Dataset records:
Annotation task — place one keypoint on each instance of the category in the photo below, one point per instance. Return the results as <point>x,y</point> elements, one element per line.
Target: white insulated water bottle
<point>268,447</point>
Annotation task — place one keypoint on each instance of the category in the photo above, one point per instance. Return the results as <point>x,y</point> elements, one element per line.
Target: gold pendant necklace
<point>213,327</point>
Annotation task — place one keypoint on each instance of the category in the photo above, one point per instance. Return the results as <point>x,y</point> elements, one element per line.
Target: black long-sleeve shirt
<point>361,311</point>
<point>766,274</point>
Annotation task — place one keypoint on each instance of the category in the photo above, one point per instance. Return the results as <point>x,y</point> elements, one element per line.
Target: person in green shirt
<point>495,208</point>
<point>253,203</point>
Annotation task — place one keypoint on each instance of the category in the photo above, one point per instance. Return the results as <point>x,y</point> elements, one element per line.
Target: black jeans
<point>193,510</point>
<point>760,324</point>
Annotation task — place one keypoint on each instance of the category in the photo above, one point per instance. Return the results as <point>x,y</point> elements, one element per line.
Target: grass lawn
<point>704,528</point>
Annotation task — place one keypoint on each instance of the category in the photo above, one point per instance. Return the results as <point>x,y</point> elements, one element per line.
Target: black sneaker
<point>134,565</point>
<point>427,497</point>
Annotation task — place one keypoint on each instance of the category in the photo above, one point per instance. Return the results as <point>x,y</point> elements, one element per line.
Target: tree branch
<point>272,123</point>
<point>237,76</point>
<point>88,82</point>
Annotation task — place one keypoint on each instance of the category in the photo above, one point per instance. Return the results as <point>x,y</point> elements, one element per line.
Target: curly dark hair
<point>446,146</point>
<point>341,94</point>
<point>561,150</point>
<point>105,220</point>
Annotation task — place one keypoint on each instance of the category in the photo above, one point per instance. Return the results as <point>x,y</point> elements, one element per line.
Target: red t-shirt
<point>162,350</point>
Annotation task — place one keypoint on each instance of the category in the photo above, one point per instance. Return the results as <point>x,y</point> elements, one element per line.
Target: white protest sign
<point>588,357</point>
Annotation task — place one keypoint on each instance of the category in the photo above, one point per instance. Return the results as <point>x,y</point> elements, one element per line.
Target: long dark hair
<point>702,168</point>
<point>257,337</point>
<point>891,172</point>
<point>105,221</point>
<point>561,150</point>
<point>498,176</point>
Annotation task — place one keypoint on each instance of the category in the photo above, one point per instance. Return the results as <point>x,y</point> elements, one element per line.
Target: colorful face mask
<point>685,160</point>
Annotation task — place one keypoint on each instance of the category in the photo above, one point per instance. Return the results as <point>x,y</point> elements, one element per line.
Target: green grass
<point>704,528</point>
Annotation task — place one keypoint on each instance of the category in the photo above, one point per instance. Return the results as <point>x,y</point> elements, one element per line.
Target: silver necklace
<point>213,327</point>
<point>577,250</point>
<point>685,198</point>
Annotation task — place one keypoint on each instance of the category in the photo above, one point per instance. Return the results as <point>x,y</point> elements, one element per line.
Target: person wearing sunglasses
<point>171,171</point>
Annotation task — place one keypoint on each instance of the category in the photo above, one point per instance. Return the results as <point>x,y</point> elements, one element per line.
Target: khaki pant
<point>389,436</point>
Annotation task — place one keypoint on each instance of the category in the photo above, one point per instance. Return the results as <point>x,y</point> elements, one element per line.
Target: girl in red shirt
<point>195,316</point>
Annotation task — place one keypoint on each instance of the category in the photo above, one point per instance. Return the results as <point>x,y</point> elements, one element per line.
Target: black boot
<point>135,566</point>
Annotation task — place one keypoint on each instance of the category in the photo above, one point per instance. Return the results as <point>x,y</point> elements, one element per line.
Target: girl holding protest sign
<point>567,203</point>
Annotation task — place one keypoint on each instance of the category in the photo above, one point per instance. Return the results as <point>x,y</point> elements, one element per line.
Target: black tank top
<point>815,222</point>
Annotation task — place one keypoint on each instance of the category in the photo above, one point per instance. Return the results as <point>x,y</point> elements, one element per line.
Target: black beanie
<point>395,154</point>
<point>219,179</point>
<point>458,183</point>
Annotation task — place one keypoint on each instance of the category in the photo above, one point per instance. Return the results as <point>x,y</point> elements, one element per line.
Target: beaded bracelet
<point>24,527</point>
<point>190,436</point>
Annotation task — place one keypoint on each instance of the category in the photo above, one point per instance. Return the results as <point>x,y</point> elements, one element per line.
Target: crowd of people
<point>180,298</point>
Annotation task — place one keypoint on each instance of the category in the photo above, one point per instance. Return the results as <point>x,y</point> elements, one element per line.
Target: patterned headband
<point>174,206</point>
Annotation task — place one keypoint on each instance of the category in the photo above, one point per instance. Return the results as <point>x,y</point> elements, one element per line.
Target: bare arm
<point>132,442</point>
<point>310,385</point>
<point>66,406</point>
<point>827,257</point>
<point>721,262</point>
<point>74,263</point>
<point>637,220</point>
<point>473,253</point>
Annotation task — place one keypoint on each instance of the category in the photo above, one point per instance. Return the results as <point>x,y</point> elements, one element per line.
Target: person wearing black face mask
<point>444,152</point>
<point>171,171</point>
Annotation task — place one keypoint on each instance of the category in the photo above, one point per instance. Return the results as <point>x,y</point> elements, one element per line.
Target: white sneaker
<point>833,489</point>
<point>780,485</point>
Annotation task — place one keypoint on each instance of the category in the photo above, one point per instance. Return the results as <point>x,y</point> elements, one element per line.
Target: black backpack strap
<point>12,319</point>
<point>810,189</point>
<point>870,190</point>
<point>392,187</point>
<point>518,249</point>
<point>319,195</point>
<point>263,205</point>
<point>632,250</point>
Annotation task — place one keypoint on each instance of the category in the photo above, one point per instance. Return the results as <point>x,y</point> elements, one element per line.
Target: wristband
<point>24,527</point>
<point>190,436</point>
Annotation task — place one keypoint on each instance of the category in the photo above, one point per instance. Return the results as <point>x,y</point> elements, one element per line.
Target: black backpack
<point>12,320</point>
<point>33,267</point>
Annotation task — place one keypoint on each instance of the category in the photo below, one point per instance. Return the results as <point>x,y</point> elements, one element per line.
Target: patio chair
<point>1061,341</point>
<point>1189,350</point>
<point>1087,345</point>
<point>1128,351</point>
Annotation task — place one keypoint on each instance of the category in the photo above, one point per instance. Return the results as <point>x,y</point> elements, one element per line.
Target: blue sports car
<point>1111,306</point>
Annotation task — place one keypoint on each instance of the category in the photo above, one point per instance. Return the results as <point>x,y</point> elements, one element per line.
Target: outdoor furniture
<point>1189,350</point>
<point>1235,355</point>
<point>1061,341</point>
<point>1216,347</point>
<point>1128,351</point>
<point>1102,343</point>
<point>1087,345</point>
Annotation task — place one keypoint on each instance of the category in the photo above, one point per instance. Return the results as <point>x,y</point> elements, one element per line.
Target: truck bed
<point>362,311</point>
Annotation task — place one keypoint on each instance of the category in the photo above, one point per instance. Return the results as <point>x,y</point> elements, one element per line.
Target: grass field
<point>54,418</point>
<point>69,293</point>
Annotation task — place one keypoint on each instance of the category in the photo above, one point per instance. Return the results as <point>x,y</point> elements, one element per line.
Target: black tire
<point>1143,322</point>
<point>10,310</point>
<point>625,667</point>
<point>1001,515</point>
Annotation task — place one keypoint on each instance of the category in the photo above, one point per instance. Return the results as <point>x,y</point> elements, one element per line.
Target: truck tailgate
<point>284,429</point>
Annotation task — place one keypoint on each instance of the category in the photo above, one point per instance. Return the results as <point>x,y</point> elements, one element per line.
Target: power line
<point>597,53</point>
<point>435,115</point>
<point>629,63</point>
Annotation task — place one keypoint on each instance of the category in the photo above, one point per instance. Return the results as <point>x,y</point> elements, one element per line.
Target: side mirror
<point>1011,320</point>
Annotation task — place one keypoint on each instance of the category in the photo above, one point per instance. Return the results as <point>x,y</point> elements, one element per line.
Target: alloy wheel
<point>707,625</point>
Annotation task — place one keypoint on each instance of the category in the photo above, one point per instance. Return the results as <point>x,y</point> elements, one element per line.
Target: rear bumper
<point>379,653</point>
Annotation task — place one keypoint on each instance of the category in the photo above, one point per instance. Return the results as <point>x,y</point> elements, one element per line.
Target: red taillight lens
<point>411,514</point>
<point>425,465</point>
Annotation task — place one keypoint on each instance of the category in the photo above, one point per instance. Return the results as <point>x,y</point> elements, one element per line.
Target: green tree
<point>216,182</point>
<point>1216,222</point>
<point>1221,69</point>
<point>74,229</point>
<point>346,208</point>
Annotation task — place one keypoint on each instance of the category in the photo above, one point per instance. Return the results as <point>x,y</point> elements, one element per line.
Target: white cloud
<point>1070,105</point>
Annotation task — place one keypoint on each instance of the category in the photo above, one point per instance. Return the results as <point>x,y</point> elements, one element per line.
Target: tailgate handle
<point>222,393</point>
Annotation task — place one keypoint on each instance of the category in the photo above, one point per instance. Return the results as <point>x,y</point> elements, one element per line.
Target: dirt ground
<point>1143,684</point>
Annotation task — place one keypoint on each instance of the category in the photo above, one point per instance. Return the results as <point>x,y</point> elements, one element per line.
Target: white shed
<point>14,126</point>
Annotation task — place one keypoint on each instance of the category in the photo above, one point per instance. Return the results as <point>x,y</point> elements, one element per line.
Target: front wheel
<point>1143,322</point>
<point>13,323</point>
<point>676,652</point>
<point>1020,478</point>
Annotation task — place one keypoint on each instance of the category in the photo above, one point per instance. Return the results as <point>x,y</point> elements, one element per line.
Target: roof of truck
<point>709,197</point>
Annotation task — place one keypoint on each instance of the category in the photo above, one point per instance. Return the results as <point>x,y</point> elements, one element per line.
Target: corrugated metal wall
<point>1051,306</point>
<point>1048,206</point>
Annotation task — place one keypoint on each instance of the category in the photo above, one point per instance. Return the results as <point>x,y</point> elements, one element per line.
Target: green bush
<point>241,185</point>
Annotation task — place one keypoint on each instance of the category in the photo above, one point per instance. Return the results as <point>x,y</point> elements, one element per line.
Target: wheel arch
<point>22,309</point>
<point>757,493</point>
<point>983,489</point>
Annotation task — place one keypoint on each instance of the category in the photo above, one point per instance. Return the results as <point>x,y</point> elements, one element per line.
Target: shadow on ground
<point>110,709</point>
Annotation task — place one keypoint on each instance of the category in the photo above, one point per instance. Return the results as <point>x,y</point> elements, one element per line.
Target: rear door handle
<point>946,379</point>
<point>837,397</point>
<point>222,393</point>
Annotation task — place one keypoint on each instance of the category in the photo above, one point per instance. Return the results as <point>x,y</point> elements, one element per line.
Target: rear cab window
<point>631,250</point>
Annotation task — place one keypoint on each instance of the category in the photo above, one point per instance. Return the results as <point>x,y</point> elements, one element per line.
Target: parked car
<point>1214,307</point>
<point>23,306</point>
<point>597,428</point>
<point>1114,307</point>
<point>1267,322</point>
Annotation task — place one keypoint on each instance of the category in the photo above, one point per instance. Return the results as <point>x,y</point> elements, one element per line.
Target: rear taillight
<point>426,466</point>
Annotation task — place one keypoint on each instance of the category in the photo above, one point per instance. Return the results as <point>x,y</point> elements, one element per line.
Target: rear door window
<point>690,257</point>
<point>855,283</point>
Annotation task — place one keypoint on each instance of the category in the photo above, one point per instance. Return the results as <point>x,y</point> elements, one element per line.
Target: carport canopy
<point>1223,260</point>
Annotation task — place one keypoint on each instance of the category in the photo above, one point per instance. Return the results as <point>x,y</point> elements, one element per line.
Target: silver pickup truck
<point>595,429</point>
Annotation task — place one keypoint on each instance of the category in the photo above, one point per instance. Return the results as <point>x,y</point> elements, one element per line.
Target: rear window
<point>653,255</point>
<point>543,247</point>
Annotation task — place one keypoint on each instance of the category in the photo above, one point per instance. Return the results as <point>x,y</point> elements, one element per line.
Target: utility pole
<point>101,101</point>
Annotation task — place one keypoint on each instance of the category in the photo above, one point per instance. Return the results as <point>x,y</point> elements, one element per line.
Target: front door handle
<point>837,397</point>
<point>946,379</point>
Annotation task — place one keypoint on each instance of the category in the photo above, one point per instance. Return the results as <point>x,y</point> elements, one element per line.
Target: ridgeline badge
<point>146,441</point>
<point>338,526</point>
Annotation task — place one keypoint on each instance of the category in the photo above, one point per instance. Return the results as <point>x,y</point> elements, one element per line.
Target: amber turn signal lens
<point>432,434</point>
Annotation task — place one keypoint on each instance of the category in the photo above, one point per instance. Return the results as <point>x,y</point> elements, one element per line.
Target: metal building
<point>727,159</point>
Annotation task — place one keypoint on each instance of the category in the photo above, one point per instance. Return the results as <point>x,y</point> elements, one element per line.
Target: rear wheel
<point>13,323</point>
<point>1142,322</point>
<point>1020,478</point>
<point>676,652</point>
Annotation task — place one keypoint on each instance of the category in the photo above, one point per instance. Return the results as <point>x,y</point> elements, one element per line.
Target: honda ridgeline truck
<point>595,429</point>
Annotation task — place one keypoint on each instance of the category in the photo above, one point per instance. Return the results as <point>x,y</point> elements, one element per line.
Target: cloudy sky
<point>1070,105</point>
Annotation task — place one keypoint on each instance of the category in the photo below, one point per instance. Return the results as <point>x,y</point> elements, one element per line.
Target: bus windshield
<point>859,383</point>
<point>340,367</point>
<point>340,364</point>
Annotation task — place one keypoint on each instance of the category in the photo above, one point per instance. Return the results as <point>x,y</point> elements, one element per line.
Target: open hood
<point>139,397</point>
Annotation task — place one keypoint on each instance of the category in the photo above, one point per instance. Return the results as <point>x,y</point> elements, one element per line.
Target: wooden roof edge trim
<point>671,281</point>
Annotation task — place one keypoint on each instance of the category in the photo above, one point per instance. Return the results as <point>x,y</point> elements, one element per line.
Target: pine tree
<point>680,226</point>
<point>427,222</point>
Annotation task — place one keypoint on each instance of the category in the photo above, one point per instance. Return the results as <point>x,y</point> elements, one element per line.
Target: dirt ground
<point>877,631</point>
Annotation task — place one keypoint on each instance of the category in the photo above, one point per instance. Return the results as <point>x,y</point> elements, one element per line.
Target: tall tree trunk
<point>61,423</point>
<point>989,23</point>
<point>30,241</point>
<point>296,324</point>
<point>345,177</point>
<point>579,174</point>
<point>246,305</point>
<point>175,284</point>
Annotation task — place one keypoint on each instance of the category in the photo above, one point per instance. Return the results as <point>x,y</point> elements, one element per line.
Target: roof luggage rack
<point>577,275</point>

- [Objective] Report each line of the records above that contains the word "long".

- [Problem solution]
Target: black long-sleeve shirt
Target: long dark hair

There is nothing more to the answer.